ИСХОДНЫЙ ТЕКСТ:
Вступали в переговоры и заключали соглашения со шведами административные
единицы разного уровня. Наряду с Краковским воеводством самостоятельно
заключали соглашения входившие в его состав поветы Чховский и Бецкий, рядом с
воеводством Русским выступают земли Холмская и Галицкая, рядом с воеводством
Белзским поветы Грабовецкий и Городельский, наконец, рядом с землей Холмской
входящий в ее состав Красноставский повет23.
Сопоставление этих документов с публикуемым списком
позволяет установить определенные черты сходства и различия. Сходны были, /45/ прежде
всего, условия, на основании которых шляхта соглашалась подчиниться власти царя
и шведского короля: право владеть своими имениями и свободно исповедовать
католическую религию. Последнее условие было особенно важно, если учесть, что
Россия была православным, а Швеция — протестантским государством. Отмеченные в
списке такие факты, как принесение присяги представителями Слонимского повета
или новогрудским земским судьей Яном Обрынским от имени новогрудского воеводы
Петра Вяжевича "и за шляхту и за весь повет, за всяких чинов людей",
очень напоминают способ поведения шляхты, принятый при ее контактах со шведами.
Однако и различия очень значительны. Объясняются они не только сводным
характером московских материалов, (в то время как документы.,сохранившиеся в
AGAD, относятся к отдельным воеводствам и землям и ни один из них не содержит
списка местной шляхты). Характерно появление в московском списке шляхтичей из
Бранского повета, в то время как земля Белзская, в которую входил этот повет,
подчинилась власти Карла X Густава. Шведская сторона удовлетворялась
переговорами с представителями шляхты и принятыми ими от имени всех остальных
обязательствами. Московская сторона настойчиво добивалась присяги отдельных
лиц. Можно было приносить присягу лишь от имени близких родственников или от
имени лиц, находившихся в состоянии зависимости от присягающего: солдат,
монахов.

ЗАПИСАННЫЕ ДАННЫЕ:
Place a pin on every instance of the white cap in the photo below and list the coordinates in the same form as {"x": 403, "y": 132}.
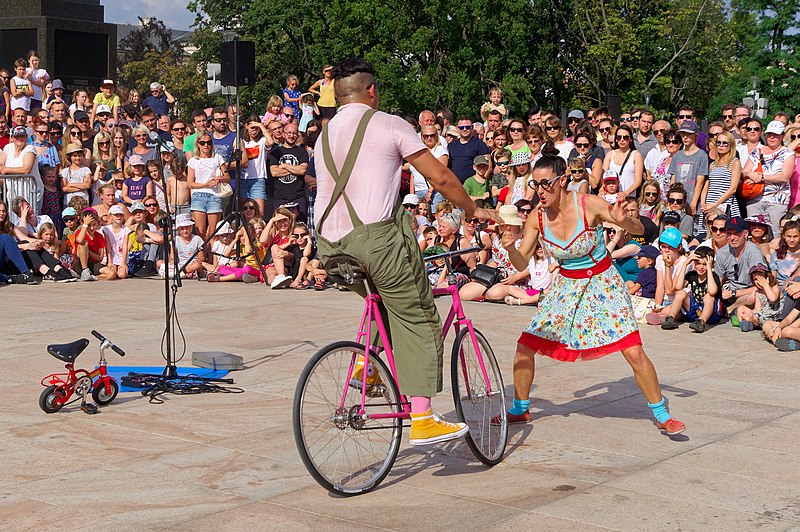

ЗАДАНИЕ A:
Ответьте по тексту о присяге шляхты на три вопроса:
(i) На каких двух условиях шляхта соглашалась подчиниться власти царя и шведского короля?
(ii) Каким государством была Швеция по вероисповеданию?
(iii) Чего настойчиво добивалась московская сторона?
ЗАДАНИЕ B:
Перепишите без изменений отрывок из текста о присяге шляхты, начиная со слов "Сопоставление этих документов" и продолжая вплоть до слов "контактах со шведами.".
ЗАДАНИЕ C:
Напишите следующую часть текста о присяге шляхты, начиная сразу после его последнего предложения.

ОТВЕТ A:
(i) Право владеть своими имениями и свободно исповедовать католическую религию.
(ii) Протестантским.
(iii) Присяги отдельных лиц.

ОТВЕТ B:
Сопоставление этих документов с публикуемым списком
позволяет установить определенные черты сходства и различия. Сходны были, /45/ прежде
всего, условия, на основании которых шляхта соглашалась подчиниться власти царя
и шведского короля: право владеть своими имениями и свободно исповедовать
католическую религию. Последнее условие было особенно важно, если учесть, что
Россия была православным, а Швеция — протестантским государством. Отмеченные в
списке такие факты, как принесение присяги представителями Слонимского повета
или новогрудским земским судьей Яном Обрынским от имени новогрудского воеводы
Петра Вяжевича "и за шляхту и за весь повет, за всяких чинов людей",
очень напоминают способ поведения шляхты, принятый при ее контактах со шведами.

ОТВЕТ C:
Еще в первых месяцах 1660 г., когда Хованский пошел
в наступление на Брест Литовский и Подляшье, новогрудская шляхта предусмотрительно
присягала на верность царю24. Все эти присяги потеряли значение
после побед войск коронных и литовских под Чудновым и Полонкой. Военные
действия постепенно сменили трудные переговоры дипломатов. Когда после
многомесячных переговоров комиссары Речи Посполитой 30 января 1667 г. заключили
в Андрусове со своими российскими партнерами договор о перемирии, который
должен был регулировать отношения между государствами на протяжении 13 с
половиной лет, в тексте договора не могло не присутствовать решение вопроса о
переходе литовской шляхты под власть царя25. Было абсолютной
случайностью, что статья, включающая соответствующее постановление, получила в
тексте Андрусовского договора номер 8, /46/ как и статья, регулирующая
аналогичный вопрос в Оливском договоре. Вопрос о присягах литовцев занимал лишь
часть более обширного текста. Алексей Михайлович обязывался вернуть все
документы публичного характера (трибунальские, земские и гродские, юродские),
документы различных учреждений и библиотеки костельные и церковные, которые
были вывезены с территорий, оккупированных в 1654-1667 гг. московскими
войсками. Касалось это также (а, может быть, прежде всего) гродских и земских
актов воеводств, которые Речь Посполитая полностью или частично уступила
восточному соседу: Смоленского со Стародубским поветом, Черниговского с
Новгород-Северским поветом и Киевского. Обязательство царя касалось и
специально выделенных интересующих нас документов, содержащих свдетельства
принесения присяги на верность царю. Они были официально признаны утратившими
силу, и в течение шести месяцев Алексей Михайлович должен был вернуть их Речи
Посполитой, подобно тому, как это сделали шведы семью годами ранее26.
Могло бы казаться, что установления ст. 8
Андрусовского договора означали решение этого вопроса, как в сфере
международных отношений, так и во внутриполитической жизни Речи Посполитой.
Однако, произошло иное. В Библиотеке Чарторыйских в Кракове, среди материалов,
включающих обширную документацию, касающуюся польско-русских отношений второй
половины XVII века (сбор этих материалов иногда связывают с Киприаном Павлом Бжостовским)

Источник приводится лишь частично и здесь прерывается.